____ PAGE EXCERPT

Discover Portugal’s Native Grapes From Three Regions Paired with Peri Peri Chicken #WinePW

Portugal has an astounding number of native grapes, second only to Italy which often produces mono-varietal wines from its native grapes while Portugal generally plants a few kinds in the vineyard and blends them. Some Portuguese producers make mono-varietal Alicante Bouschet, Touriga Nacional, Antão Vaz, Baga, Loureiro, and others, however, generally Portuguese wines are blends like two of the three we have below and these four from Alentejo.  

But as we discussed here in “Discover Portugal’s Native Grapes in Esporao Organic Blends Paired Alentejo Pork and Clams,” some of these grapes are better known by their Spanish or international names while others are not known at all.  This month, the Wine Pairing Weekend crew of writers investigates wines from grapes that are new to us (scroll down for links!), and since for Sue and I at this point those wines are rare and few and far in between, we decided to focus on Portugal, where we found a wine which is completely new to us– BAGA.

Like other wines from Portugal, Baga is actually really well know to wine lovers of a certain generation:

Baga is the main grape in that popular 1970s mainstay of the wine drinking world, Mateus! Now did I ever drink Mateus? I’m not sure, but I was certainly familiar with that perfume shaped bottle as it was often seen with a candle in it and covered in layers of colorful wax. And while you may never have had it, at one time it was THE MOST POPULAR WINE IN THE WORLD! Read more about Mateus here.

In addition to finding a wine made from Baga that isn’t sweet, effervescent, or rose, read on to discover what makes these three wines we feature of particular interest, and scroll down to find links to other participants in this month’s challenge. You’re also invited to our 8am Pacific twitter chat Sat. March 12 by searching for the hashtag #WInePW.

Wines 

What does it mean that the two red wines are organic and natural and why does that matter? Learn more here.

Menu

  • Spanish cheeses: Iberico, Manchego, Aged Manchego
  • Spanish crackers with thyme and rosemary
  • Olives and almonds 
  • Cumin and Paprika Papas Fritas 
  • Trader Joe’s Peri Peri Sauce Chicken 
  • Kale with prosciutto 

Peri Peri Sauce is a famous sauce used in many Portuguese dishes, and which draws from ingredients, particularly African chiles, sourced by the Portuguese while they were exploring and colonizing the coast of Africa. When I found it for sale at Trader Joe’s, I grabbed it!

________
____ DATA LISTING

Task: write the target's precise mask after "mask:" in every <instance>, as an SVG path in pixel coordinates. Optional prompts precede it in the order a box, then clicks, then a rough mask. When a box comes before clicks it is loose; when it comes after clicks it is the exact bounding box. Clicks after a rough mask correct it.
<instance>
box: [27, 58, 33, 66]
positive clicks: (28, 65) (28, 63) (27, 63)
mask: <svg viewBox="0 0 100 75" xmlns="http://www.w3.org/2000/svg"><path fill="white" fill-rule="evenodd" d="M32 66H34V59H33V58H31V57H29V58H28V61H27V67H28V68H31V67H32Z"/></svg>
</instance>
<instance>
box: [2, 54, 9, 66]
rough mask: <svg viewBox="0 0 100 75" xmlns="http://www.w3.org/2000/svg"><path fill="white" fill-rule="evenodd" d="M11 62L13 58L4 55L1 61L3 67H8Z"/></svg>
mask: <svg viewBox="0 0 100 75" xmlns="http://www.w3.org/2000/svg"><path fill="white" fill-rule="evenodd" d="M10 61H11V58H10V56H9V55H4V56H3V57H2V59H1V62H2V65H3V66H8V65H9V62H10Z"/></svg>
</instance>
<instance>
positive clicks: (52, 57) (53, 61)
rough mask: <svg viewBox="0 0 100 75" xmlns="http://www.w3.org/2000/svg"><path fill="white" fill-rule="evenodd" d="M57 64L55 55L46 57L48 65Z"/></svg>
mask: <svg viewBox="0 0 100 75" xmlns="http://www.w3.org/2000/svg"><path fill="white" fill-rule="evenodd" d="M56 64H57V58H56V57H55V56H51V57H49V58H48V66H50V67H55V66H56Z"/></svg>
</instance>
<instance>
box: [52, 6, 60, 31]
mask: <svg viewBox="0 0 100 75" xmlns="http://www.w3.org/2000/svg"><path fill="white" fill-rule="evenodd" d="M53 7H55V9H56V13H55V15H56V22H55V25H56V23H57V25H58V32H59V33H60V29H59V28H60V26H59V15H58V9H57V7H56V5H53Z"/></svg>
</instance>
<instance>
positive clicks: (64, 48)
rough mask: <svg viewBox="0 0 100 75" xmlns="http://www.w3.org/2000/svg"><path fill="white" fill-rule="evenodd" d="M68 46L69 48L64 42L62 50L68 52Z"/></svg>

________

Proceed with the post on Portuguese wines and Peri Peri chicken, picking up right after its final sentence. These entries have no connection to the Portuguese wine text.

2020 Casa Relvas Herdade de Sao Miguel Colheita Seleccionada Rose  

  • Vino Regional Alentejano
  • Vinho Rose
  • ABV – 12.5%
  • SRP
  • Grapes – Touriga Nacional, Aragonez & Syrah
  • Importer
  • sample for my review 

So why include this rose? Syrah certainly is familiar to most wine drinkers, but as a rose? And what about Touriga Nacional? This grape is much better known as the primary grape in Port; read on for a wine that features several of the grapes usually made into port.

And what about Aragonez? Also known as Tinta Roriz, this grape is better known throughout the world as TEMPRANILLO.

So while this blend may seem exotic, you have probably enjoyed these grapes many times in other guises. 

Color: Very pale, ballerina pink, very pretty, very clear, on the paler side of roses

Aroma: I was really struck when I first opened it that it was so expressive. Lots of fruit and florals, vibrant and fresh. Sue found licorice, black licorice and red licorice, raspberry fruit, 

Palate: Very refreshing on the palate the licorice on the nose became fresh fennel for Sue. I found raspberry fruit. Nice clean finish, pleasant and light. Definitely and easy summer sipper. It does not have to have food to be enjoyed. 

Pairing: Great with Iberico, the cheese becomes nutty and more flavorful, and the wine does the same. Great with the oven roasted potatoes and the seasonings of cumin, coriander, and, paprika, also fantastic with the spicy peri peri sauce, bringing out fruit in the wine and taming the heat. Smokey flavors love rose and this wine is no exception with our grilled chicken. The kale with fried procuitto brings out sweetness in the wine.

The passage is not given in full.